== What you need to do ==
Can you edit the biography below, reproducing it starting at "Dr. Ethan Dmitrovsky" and ending at "of the ACS." with "Interim Dean" replaced by "Acting Dean"?

== Source document ==
Dr. Ethan Dmitrovsky is director of the Frederick National Laboratory for Cancer Research and president of Leidos Biomedical Research. This National Laboratory combats cancer, HIV/AIDS, and emerging health challenges like Zika, Ebola, and the coronavirus outbreaks. An American Cancer Society (ACS) Professor and former provost and executive vice president of the University of Texas MD Anderson Cancer Center, he has served as chair of the Pharmacology and Toxicology Department and Interim Dean at the Geisel School of Medicine at Dartmouth and as chair of the Board of Scientific Counselors for Clinical Sciences and Epidemiology at the National Cancer Institute. He is now the Chair of the Research Council of the ACS, overseeing research funding decisions of the ACS.
As a physician-scientist and oncologist, Dr. Dmitrovsky moves his work from the bench to the bedside. An example is his role in establishing curative retinoic acid-based differentiation therapy for acute promyelocytic leukemia (APL), a treatment approved by the FDA. Dr. Dmitrovsky cloned the APL translocation product, PML/RARα, and patented the genetic test for this leukemia. He received the American Society of Clinical Oncology and ACS Award and Lecture for these discoveries.

== The data ==

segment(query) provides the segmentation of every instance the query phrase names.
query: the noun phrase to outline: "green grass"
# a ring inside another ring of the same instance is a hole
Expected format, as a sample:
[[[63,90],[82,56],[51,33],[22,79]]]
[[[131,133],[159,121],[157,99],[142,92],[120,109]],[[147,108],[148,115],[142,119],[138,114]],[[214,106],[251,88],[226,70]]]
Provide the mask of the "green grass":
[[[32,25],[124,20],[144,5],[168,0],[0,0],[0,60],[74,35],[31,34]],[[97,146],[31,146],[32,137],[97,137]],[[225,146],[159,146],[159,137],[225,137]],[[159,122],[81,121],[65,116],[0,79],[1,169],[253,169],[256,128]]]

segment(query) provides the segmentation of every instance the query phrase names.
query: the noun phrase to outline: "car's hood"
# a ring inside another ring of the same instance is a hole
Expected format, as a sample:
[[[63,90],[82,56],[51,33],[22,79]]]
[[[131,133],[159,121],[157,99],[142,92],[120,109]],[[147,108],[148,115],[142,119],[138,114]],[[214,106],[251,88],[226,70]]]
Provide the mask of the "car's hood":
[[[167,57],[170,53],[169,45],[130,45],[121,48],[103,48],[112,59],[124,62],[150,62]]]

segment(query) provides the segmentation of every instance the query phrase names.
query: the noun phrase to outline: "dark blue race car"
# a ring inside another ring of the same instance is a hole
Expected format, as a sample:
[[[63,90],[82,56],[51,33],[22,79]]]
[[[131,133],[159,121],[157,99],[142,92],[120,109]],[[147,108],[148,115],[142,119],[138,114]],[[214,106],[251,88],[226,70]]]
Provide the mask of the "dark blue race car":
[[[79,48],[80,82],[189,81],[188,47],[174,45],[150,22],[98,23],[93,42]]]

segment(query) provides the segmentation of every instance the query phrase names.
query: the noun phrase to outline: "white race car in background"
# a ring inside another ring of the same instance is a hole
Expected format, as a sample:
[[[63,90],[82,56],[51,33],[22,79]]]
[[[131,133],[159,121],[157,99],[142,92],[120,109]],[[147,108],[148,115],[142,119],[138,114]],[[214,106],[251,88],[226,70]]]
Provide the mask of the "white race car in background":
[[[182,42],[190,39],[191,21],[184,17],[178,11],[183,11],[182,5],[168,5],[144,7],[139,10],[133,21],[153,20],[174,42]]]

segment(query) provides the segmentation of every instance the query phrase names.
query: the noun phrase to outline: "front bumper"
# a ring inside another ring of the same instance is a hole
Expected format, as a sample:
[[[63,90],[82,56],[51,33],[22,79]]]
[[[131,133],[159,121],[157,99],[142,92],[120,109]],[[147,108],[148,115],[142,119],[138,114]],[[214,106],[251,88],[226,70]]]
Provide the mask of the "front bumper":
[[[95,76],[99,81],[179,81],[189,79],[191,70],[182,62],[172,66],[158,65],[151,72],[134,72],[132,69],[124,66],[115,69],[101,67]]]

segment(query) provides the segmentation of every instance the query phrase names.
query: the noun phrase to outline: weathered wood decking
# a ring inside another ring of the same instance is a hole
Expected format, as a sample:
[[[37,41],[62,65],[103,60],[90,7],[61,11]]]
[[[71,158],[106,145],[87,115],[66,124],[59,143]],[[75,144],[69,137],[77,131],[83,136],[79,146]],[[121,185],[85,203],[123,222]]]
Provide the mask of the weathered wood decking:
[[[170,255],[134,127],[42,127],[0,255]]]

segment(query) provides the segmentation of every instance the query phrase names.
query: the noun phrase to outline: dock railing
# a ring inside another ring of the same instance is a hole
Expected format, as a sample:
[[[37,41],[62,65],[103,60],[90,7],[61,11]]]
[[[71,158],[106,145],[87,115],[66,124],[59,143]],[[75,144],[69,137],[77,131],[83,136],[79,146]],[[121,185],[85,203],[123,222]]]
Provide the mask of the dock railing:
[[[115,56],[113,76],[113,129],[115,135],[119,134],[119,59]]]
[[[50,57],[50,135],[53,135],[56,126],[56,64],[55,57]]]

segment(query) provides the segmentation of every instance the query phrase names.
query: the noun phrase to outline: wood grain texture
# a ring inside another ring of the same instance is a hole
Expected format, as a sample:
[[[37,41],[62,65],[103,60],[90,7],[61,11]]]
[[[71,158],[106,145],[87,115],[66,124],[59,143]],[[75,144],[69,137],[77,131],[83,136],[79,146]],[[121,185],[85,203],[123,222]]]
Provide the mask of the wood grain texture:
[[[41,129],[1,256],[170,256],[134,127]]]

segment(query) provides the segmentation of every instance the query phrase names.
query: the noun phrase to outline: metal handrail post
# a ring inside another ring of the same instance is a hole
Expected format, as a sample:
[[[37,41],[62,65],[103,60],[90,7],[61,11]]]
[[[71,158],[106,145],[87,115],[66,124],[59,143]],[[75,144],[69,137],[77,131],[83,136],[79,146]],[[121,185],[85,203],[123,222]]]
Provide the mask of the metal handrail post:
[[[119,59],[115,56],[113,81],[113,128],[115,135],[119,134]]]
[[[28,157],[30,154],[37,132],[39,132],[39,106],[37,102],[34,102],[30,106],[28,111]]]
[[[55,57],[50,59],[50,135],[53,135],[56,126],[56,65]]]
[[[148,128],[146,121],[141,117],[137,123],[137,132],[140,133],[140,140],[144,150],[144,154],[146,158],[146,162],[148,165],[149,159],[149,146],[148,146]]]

== Response box ==
Dr. Ethan Dmitrovsky is director of the Frederick National Laboratory for Cancer Research and president of Leidos Biomedical Research. This National Laboratory combats cancer, HIV/AIDS, and emerging health challenges like Zika, Ebola, and the coronavirus outbreaks. An American Cancer Society (ACS) Professor and former provost and executive vice president of the University of Texas MD Anderson Cancer Center, he has served as chair of the Pharmacology and Toxicology Department and Acting Dean at the Geisel School of Medicine at Dartmouth and as chair of the Board of Scientific Counselors for Clinical Sciences and Epidemiology at the National Cancer Institute. He is now the Chair of the Research Council of the ACS, overseeing research funding decisions of the ACS.